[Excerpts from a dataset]
========================================================================

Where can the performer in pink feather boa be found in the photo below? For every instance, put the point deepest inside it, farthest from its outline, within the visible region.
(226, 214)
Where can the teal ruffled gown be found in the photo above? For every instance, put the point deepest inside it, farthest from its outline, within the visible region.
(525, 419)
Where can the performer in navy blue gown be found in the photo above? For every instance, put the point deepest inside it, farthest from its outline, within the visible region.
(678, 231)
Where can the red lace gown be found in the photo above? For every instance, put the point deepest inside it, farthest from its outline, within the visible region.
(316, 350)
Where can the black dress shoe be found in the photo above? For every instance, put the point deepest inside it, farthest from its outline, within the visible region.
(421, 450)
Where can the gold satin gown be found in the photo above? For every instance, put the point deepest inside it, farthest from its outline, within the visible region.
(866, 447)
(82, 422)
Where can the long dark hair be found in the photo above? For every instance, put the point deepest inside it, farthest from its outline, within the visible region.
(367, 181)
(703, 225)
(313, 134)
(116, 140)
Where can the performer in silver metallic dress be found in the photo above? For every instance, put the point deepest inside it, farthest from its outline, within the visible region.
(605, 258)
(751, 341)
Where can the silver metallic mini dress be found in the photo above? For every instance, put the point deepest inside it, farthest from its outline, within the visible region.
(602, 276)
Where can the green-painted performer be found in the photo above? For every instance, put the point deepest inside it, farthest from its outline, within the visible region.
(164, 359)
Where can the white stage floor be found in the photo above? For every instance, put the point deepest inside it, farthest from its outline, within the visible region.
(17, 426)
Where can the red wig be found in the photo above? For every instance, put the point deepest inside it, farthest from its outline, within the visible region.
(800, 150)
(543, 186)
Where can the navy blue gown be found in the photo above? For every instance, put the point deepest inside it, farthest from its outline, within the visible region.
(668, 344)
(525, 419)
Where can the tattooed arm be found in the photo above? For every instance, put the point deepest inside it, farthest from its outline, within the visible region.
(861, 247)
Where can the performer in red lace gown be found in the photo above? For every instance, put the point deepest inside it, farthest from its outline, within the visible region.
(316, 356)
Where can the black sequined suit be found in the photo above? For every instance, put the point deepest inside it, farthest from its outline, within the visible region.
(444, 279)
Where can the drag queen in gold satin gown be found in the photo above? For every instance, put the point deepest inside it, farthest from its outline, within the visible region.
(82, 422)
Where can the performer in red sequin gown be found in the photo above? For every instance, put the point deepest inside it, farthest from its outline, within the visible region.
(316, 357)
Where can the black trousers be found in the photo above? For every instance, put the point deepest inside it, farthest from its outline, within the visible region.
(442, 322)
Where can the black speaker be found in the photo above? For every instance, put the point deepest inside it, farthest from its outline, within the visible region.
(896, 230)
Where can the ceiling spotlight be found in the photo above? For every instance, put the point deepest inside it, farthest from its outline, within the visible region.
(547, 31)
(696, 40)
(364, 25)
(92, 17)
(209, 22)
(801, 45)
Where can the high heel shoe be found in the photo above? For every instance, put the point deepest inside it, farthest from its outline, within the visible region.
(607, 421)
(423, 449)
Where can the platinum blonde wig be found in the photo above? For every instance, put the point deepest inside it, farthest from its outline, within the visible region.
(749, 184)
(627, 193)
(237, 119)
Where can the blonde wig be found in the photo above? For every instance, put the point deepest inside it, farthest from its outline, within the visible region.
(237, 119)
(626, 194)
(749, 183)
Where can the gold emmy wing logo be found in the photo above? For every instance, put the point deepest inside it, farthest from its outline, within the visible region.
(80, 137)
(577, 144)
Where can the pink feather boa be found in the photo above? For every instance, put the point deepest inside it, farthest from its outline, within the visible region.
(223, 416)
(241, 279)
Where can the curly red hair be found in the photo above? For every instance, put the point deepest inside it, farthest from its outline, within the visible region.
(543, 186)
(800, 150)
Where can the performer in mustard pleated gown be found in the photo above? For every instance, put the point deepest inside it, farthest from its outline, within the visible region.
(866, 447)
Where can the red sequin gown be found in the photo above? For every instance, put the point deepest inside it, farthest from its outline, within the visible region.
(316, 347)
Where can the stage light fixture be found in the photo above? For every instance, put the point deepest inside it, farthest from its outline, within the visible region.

========================================================================

_WHAT YOU WILL DO_:
Set down the records again verbatim, so that each word stays as it is.

_PROBLEM SOLUTION_:
Where can the performer in pink feather boa be found in the photo below? For every instance, put the point deepest inside it, farthest from its outline, within the visible region.
(226, 214)
Where can the teal ruffled gown be found in the photo above? For every instance, put the point deepest inside it, farthest from its outline, within the visible region.
(525, 419)
Where can the performer in navy blue gown be found in the photo above? For every instance, put the point deepest inside it, farthest from its outline, within the visible region.
(678, 231)
Where can the red lace gown be found in the photo above? For every instance, put the point deepest inside it, farthest from its outline, within the visible region.
(316, 350)
Where can the black dress shoe be found in the photo above? For every instance, put the point deepest inside it, farthest from its outline, within the visible region.
(421, 450)
Where can the gold satin gown be found in the photo above? For every instance, put the point deepest inside it, farthest from its outline, within the visible region.
(866, 447)
(82, 422)
Where can the long dark hair be found in the photo above? For every instance, put the point deepest inside it, farthest from its outline, within the visible region.
(367, 181)
(703, 225)
(313, 134)
(116, 140)
Where can the performer in silver metallic dress be found in the photo above? For every instance, put the point deepest inside it, farthest from its outline, within the visible region.
(605, 258)
(751, 341)
Where can the silver metallic mini dress be found in the photo above? For every instance, put the point deepest inside it, farthest from its outline, within the visible region.
(602, 276)
Where can the green-painted performer be found in the photo above? For every instance, put the point deepest inside it, farthest from its outline, within the visible region.
(164, 359)
Where can the white stage floor be found in the photo above? For every instance, put the point deepest inside it, farthest from its outline, within the visible region.
(17, 426)
Where can the red wig be found in the photo above? For every instance, put the point deepest inside it, farthest from its outline, within the visible region.
(800, 150)
(543, 186)
Where can the navy blue gown be found in the photo above? For every instance, put the point deepest inside it, farthest from its outline, within the visible region.
(668, 344)
(525, 419)
Where can the tattooed arm be found in the photo above? For every instance, put the point deepest inside it, farthest from its outline, within the visible region.
(861, 247)
Where can the performer in red lace gown be found in the photo above? For every instance, put the point deepest inside it, farthest from its outline, within the visible region.
(316, 356)
Where can the black sequined suit be found in the photo above? For every instance, put the point deepest inside it, farthest from its outline, within the visible region.
(444, 279)
Where can the drag queen in gold satin gown be found in the photo above? For every instance, put the point deepest inside it, farthest from its outline, within the visible region.
(82, 422)
Where can the performer in red sequin gown be found in the photo above? For every instance, put the point deepest inside it, farthest from its outline, within the visible region.
(316, 357)
Where can the black trousers be found in the photo above? For every instance, put the point deepest inside it, farthest from its outline, within the visible region.
(442, 322)
Where can the black speaker be found in the photo above? For every instance, put the point deepest inside it, farthest from its outline, within the visible region.
(896, 230)
Where can the ceiling spotlight be found in the photo above? For every instance, put the point deepest inside it, farthest from its outline, within the visible region.
(547, 31)
(696, 40)
(364, 25)
(92, 17)
(209, 22)
(801, 45)
Where can the high heel shoe be found in the photo above? For every instance, put the point deepest inside it, farthest from its outline, within the visible region.
(607, 421)
(423, 449)
Where can the platinum blonde wig be found in the photo above? For every instance, put the point deepest inside it, farthest from its outline, within the visible region.
(749, 184)
(627, 193)
(237, 119)
Where can the blonde wig be found in the photo above? For every instance, put the point deepest inside it, farthest from its outline, within the visible region.
(237, 119)
(626, 194)
(749, 183)
Where can the gold emmy wing logo be found in the photo above? For every instance, put the point deepest inside it, farthest from its outline, within the visible region.
(80, 137)
(577, 144)
Where can the pink feather boa be found in the photo above? For every instance, put the point deepest inside it, farthest from its outline, within the visible region.
(223, 416)
(241, 279)
Where can the curly red hair be found in the photo above? For every instance, put the point deepest inside it, farthest from its outline, within the visible region.
(543, 186)
(800, 150)
Where can the performer in mustard pleated gown be found in the photo above? For every instance, put the point deepest inside it, farthest from its outline, within the visible region.
(866, 447)
Where can the red sequin gown be found in the photo above? For every instance, put the point deepest inside it, farthest from its outline, within the visible region.
(316, 347)
Where can the stage light fixture be found in the photo above? For every instance, put the point deepest inside it, farthest from its outline, within the visible region.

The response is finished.